• EXCERPT TO READ
....................
Combine effect of a low EPNs’ concentration with tested insecticides on P. rapae larvae

Combined effect of lambda-cyhalothrin, emamectin benzoate, and indoxacarb and 50 IJs/larva of tested EPNs on 3rd and 4th larval instars were investigated. Five active larvae (3rd or 4th instars) were placed in each Petri dish (9-cm diameter) lined with moist filter paper and provided with 2 discs of cabbage leaves (5-cm diameter) rinsed in LC25 and LC50 of emamectin benzoate, indoxacarb and lambda-cyhalothrin for one min and left to air-dry for 3 min. These were sprayed by 0.5 ml of EPN suspension containing 50 IJs/larva. Petri dishes were immediately sealed tight and were incubated under laboratory conditions at 25 ± 3 °C. Control Petri dishes contained only 5 larvae for each instar provided with 2 fresh cabbage discs washed in distilled water. Each instar (3rd or 4th) of larvae treated with LC25 and LC50 of insecticides and EPNs was replicated 5 times and P. rapae mortality percentage was recorded daily for 5 days.

The joint action of the EPNs and pesticides was estimated according to Richer's (1987) formula:

$$E = (X + Y) - XY{/}100$$

where E = expected effect of the combination and X and Y = mortality percentages resulting from X and Y, respectively.

The expected effect was compared to the actual effect obtained experimentally from the insecticide interaction mixture according to Mansour et al. (1966):

$${\text{Co - toxicity}}\;{\text{Factor}} = \frac{{{\text{Observed}}\;{\text{effec}}t \left( \% \right) - {\text{Expected}}\;{\text{effect }}\left( {\text{\% }} \right)}}{{{\text{Expected}}\;{\text{effect }}\left( {\text{\% }} \right)}} \times 100$$

Three categories were used to classify the co-toxicity factor effect. A co-toxicity factor ≥  + 20 was considered potentiation, while ≤  − 20 was considered as antagonism and − 20 to + 20 indicated an additive effect.

Gene expression

Expression profiles of 2 genes (CYP6AE120 belonging to Cytochrome P-450 and PrGSTs1 belonging to glutathione S-transferase) were determined according to Liu et al. (2018). These were investigated by RT-qPCR in different concentrations of the 2 best treatments (H. bacteriophora (HP88) and lambda-cyhalothrin) for controlling 4th instar larvae of P. rapae.
....................
• PROMPT
Write out word for word the part of the excerpt on P. rapae larvae that opens with the words containing "The joint action" and closes with "an additive effect.".

• Collected data entries
....................
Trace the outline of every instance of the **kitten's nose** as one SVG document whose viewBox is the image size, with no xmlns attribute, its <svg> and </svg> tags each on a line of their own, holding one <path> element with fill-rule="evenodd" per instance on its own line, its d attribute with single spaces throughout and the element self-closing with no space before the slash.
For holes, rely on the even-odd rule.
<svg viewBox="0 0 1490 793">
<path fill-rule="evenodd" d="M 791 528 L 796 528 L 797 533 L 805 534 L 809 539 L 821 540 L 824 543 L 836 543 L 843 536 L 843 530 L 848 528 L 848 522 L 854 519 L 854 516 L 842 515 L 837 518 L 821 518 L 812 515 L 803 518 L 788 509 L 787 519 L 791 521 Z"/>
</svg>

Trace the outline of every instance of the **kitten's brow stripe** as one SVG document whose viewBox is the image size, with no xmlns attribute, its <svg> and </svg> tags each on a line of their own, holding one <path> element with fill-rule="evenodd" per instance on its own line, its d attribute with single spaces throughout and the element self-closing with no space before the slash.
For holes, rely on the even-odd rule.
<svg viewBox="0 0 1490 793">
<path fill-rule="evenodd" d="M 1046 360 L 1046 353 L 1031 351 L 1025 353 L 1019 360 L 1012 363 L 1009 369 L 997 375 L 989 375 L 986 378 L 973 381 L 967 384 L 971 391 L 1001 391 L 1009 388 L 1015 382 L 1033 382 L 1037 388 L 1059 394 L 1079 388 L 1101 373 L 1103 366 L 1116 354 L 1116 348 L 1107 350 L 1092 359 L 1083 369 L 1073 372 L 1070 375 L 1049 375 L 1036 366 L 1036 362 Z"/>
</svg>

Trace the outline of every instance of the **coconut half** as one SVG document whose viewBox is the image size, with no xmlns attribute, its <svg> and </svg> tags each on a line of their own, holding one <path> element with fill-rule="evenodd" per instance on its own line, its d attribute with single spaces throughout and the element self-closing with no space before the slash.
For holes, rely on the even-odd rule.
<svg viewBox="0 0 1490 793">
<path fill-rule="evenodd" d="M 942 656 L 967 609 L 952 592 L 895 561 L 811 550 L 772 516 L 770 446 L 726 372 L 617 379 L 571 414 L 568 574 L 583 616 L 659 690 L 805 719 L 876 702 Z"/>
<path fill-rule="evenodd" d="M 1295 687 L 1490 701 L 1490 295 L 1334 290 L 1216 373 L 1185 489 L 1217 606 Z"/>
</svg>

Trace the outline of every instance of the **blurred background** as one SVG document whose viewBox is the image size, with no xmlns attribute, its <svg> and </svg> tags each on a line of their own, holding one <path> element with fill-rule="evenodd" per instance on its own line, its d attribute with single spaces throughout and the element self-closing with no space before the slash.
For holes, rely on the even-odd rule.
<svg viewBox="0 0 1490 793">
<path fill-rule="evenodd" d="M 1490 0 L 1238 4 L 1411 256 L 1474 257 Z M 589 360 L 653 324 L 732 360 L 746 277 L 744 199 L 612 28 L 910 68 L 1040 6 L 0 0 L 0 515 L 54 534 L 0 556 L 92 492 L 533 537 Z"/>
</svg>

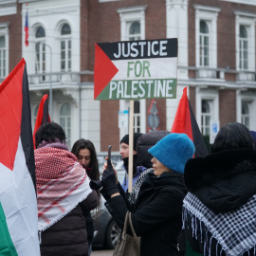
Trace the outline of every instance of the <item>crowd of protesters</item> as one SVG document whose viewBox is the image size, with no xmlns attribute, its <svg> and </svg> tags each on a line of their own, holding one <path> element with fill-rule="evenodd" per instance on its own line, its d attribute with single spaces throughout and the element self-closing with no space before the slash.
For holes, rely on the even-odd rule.
<svg viewBox="0 0 256 256">
<path fill-rule="evenodd" d="M 120 229 L 126 212 L 140 239 L 141 256 L 256 255 L 255 133 L 241 123 L 218 132 L 210 154 L 194 157 L 185 134 L 134 134 L 133 190 L 106 158 L 100 191 Z M 100 192 L 97 154 L 79 139 L 69 152 L 57 123 L 36 133 L 36 181 L 41 255 L 90 255 Z M 120 140 L 129 170 L 129 135 Z M 128 225 L 127 233 L 133 235 Z"/>
</svg>

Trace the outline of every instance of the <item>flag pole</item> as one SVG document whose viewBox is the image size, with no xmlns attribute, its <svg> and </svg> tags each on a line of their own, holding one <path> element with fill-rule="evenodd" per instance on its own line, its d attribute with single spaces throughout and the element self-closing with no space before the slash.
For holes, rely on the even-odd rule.
<svg viewBox="0 0 256 256">
<path fill-rule="evenodd" d="M 128 192 L 133 189 L 133 160 L 134 160 L 134 100 L 130 101 L 129 109 L 129 169 L 128 169 Z"/>
</svg>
....................
• SOLVED EXERCISE
The joint action of the EPNs and pesticides was estimated according to Richer's (1987) formula:

$$E = (X + Y) - XY{/}100$$

where E = expected effect of the combination and X and Y = mortality percentages resulting from X and Y, respectively.

The expected effect was compared to the actual effect obtained experimentally from the insecticide interaction mixture according to Mansour et al. (1966):

$${\text{Co - toxicity}}\;{\text{Factor}} = \frac{{{\text{Observed}}\;{\text{effec}}t \left( \% \right) - {\text{Expected}}\;{\text{effect }}\left( {\text{\% }} \right)}}{{{\text{Expected}}\;{\text{effect }}\left( {\text{\% }} \right)}} \times 100$$

Three categories were used to classify the co-toxicity factor effect. A co-toxicity factor ≥  + 20 was considered potentiation, while ≤  − 20 was considered as antagonism and − 20 to + 20 indicated an additive effect.